- [GOAL] Retype all of the records below character for character, leaving the pictures out of your answer.
# START OF DATA ROWS
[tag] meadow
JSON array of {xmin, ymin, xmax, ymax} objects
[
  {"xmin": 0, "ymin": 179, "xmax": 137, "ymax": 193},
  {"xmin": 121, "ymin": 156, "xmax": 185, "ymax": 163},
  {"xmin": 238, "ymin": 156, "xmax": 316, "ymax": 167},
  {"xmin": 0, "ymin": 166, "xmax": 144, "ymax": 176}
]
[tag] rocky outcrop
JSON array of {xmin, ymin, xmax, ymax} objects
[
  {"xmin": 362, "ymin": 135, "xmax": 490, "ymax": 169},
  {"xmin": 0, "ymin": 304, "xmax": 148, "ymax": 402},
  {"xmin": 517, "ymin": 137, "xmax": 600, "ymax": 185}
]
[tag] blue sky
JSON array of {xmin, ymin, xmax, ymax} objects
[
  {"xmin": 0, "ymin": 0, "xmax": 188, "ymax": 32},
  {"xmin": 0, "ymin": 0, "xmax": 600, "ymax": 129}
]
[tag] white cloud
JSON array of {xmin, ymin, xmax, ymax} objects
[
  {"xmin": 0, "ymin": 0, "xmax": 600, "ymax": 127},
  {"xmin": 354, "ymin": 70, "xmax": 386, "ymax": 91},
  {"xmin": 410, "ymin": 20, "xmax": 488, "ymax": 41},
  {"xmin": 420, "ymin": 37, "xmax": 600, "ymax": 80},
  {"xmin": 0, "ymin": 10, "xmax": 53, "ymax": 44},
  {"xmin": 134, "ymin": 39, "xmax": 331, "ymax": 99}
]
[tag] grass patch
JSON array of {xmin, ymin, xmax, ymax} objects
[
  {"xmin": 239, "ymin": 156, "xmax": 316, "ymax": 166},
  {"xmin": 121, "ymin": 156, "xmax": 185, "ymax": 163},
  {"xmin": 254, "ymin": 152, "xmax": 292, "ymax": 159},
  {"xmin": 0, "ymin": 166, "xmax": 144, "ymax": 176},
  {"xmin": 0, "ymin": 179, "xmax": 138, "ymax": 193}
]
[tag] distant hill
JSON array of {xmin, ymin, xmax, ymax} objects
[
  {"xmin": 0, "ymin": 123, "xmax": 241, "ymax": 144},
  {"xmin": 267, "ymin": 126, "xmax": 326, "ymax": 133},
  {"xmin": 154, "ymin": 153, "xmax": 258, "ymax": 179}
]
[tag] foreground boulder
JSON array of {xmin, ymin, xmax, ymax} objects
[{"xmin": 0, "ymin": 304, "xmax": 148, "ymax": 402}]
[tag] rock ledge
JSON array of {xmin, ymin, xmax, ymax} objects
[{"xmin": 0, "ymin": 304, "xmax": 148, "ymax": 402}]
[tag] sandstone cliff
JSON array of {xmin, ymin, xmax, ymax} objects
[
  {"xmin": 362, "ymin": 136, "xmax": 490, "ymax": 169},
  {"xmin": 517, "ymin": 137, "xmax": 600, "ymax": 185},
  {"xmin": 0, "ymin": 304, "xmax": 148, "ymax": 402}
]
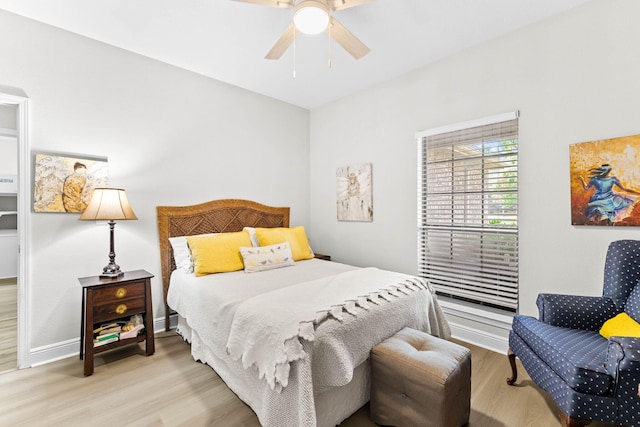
# END OF DATA ROWS
- [WRITTEN ANSWER]
[tag] meadow
JSON array of {xmin, ymin, xmax, ymax} objects
[
  {"xmin": 0, "ymin": 179, "xmax": 137, "ymax": 193},
  {"xmin": 121, "ymin": 156, "xmax": 185, "ymax": 163},
  {"xmin": 238, "ymin": 156, "xmax": 316, "ymax": 167},
  {"xmin": 0, "ymin": 166, "xmax": 144, "ymax": 176}
]
[tag] rocky outcrop
JSON array of {xmin, ymin, xmax, ymax} objects
[
  {"xmin": 362, "ymin": 135, "xmax": 490, "ymax": 169},
  {"xmin": 0, "ymin": 304, "xmax": 148, "ymax": 402},
  {"xmin": 517, "ymin": 137, "xmax": 600, "ymax": 185}
]
[tag] blue sky
JSON array of {xmin, ymin, xmax, ymax} objects
[
  {"xmin": 0, "ymin": 0, "xmax": 188, "ymax": 32},
  {"xmin": 0, "ymin": 0, "xmax": 600, "ymax": 129}
]
[tag] white cloud
JSON array of {xmin, ymin, xmax, ymax} objects
[
  {"xmin": 0, "ymin": 0, "xmax": 600, "ymax": 127},
  {"xmin": 354, "ymin": 70, "xmax": 386, "ymax": 91},
  {"xmin": 410, "ymin": 20, "xmax": 488, "ymax": 41},
  {"xmin": 420, "ymin": 37, "xmax": 600, "ymax": 80},
  {"xmin": 0, "ymin": 10, "xmax": 53, "ymax": 44},
  {"xmin": 134, "ymin": 39, "xmax": 331, "ymax": 99}
]
[tag] grass patch
JSON array of {xmin, ymin, xmax, ymax} objects
[
  {"xmin": 239, "ymin": 156, "xmax": 316, "ymax": 166},
  {"xmin": 121, "ymin": 156, "xmax": 185, "ymax": 163},
  {"xmin": 254, "ymin": 152, "xmax": 292, "ymax": 159},
  {"xmin": 0, "ymin": 166, "xmax": 144, "ymax": 176},
  {"xmin": 0, "ymin": 179, "xmax": 138, "ymax": 193}
]
[tag] distant hill
JSON array of {xmin, ymin, xmax, ymax} objects
[
  {"xmin": 0, "ymin": 123, "xmax": 241, "ymax": 144},
  {"xmin": 267, "ymin": 126, "xmax": 326, "ymax": 133},
  {"xmin": 154, "ymin": 153, "xmax": 258, "ymax": 179}
]
[tag] foreground boulder
JSON array of {xmin, ymin, xmax, ymax} objects
[{"xmin": 0, "ymin": 304, "xmax": 148, "ymax": 402}]
[tag] rock ledge
JSON array of {xmin, ymin, xmax, ymax} objects
[{"xmin": 0, "ymin": 304, "xmax": 148, "ymax": 402}]
[tag] sandstone cliff
JSON array of {xmin, ymin, xmax, ymax} objects
[
  {"xmin": 362, "ymin": 136, "xmax": 490, "ymax": 169},
  {"xmin": 517, "ymin": 137, "xmax": 600, "ymax": 185},
  {"xmin": 0, "ymin": 304, "xmax": 148, "ymax": 402}
]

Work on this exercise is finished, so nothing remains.